▶ [SELECTED TEXT]:
It is well established that FRE 1006 is an exception to the best evidence rule. See U.S. v. Weaver, 281 F.3d 228, 232 (C.A.D.C. 2002). The purpose of FRE 1006 is "to allow the use of summaries when the volume of documents being summarized is so large as to make their use impracticable or impossible; summaries may also prove more meaningful to the judge and jury." U.S. v. Johnson, 594 F.2d 1253, 1255 (9th Cir. 1979). The burden is on the proffering party to show that the summary is admissible. Amarel v. Connell, 102 F.3d 1494, 1516 (9th Cir. 1996). FRE 1006 should not be used as a back-door vehicle for introduction of evidence which is otherwise inadmissable. Peat, Inc. v. Vangaurd Research, Inc., 378 F. 3d, 1154, 1160 (11th Cir. 2004); see also U.S. v. Scales, 594 F. 2d 558, 562 (6th Cir. 1979) (holding that under FRE 1006, the summary or chart must be accurate, authentic, and properly introduced before it may be admitted into evidence). Summary of purely testimonial evidence is, strictly speaking, not within the purview of FRE 1006; the purpose of the summary is to aid the fact-finder in its examination of evidence already admitted. See U.S. v. Winn, 948 F. 2d 145, 158, n. 6 (5th Cir. 1991); see also U.S. v. Grajales-Montoya, 117 F.3d 356, 361 (8th Cir. 1997) (finding that Rule 1006 does not allow for the admission of a summary that restates and distills other properly admitted exhibits; "such a summary is a written argument").

In this case, Ms. Coleman has not met her burden of showing why her FRE 1006 submission should be admissible. She states that the evidence supporting her responsive brief is voluminous and cannot conveniently be examined in court. (Dkt. #247 at 1). Thus, she indicates that she has "prepared and [submitted] for the Court's use the attached summary pursuant to [FRE] 1006." ( Id. at 1-2). However, the majority of the summary is based on declaration testimony which Ms. Coleman characterizes into an argument. For example, the summary includes statements such as "[d]efendant knew or should have known of the multiple complaints from [plaintiffs] and others about racial discrimination, racial bias, and racial harassment in defendant's workplace from as early as 2002 when race discrimination complaints were made directly against Bernie Noe, Head of School." ( Id. at 14). The summary also states that "[d]efendant did not intend to address racial bias, discrimination or harassment." ( Id. at 44). Additionally, the summary states, "[f]rom as early as 2002, Directors knew that faculty imposed discipline disparately depending upon race." ( Id. at 48). These statements are not the type of objective summary of the evidence which is contemplated by FRE 1006. Rather, the summary is argumentative in nature and should normally appear in the body of a brief. As Winn indicates, a summary of testimony evidence is not within the purview of FRE 1006. Consequently, the Court grants Lakeside's Motion to Strike, and Ms. Coleman's FRE 1006 submission shall be stricken. Ms. Coleman is ultimately not prejudiced by the Court's ruling in this regard, because she has submitted the underlying evidence which her summary is based upon, and the Court has reviewed this evidence in analyzing the instant motion.

▶ [STORED DATA]:

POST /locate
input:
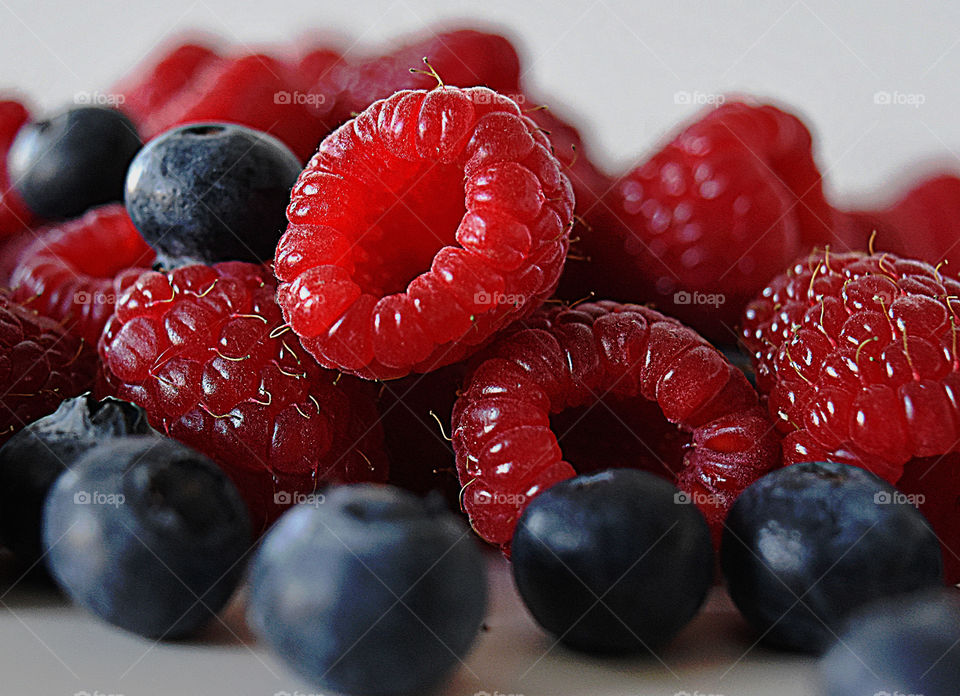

▶ [REQUIRED ACTIONS]:
**A)** Summarize the FRE 1006 passage in two sentences.
**B)** Proceed with the FRE 1006 passage from the point at which it stops.
The lines have no connection to the FRE 1006 passage.

▶ [OUTPUTS BY TASK]:
**A)** FRE 1006 allows summaries of voluminous documents as an exception to the best evidence rule, but the proffering party must show that a summary is admissible, and a summary of purely testimonial evidence falls outside the rule. Because most of Ms. Coleman's summary turned declaration testimony into argument, the Court granted Lakeside's Motion to Strike, finding she was not prejudiced because it had reviewed the underlying evidence she submitted.

**B)**
C. Ms. Coleman's Motion to Strike

Ms. Coleman, in her surreply, moves to strike the four declarations attached to Lakeside's reply. Ms. Coleman states that "[t]hese declarations are too late for [her] to respond to with evidentiary material" and that the declarations "confirm that genuine issues of material fact exist precluding summary judgment." (Dkt. #269 at 1). However, Ms. Coleman presents no legal authority for her position. In any event, this Court's rules clearly allow a moving party to attach declarations in support of a reply brief. See Local Rule CR 7(b)(3). Accordingly, Ms. Coleman's Motion to Strike shall be denied.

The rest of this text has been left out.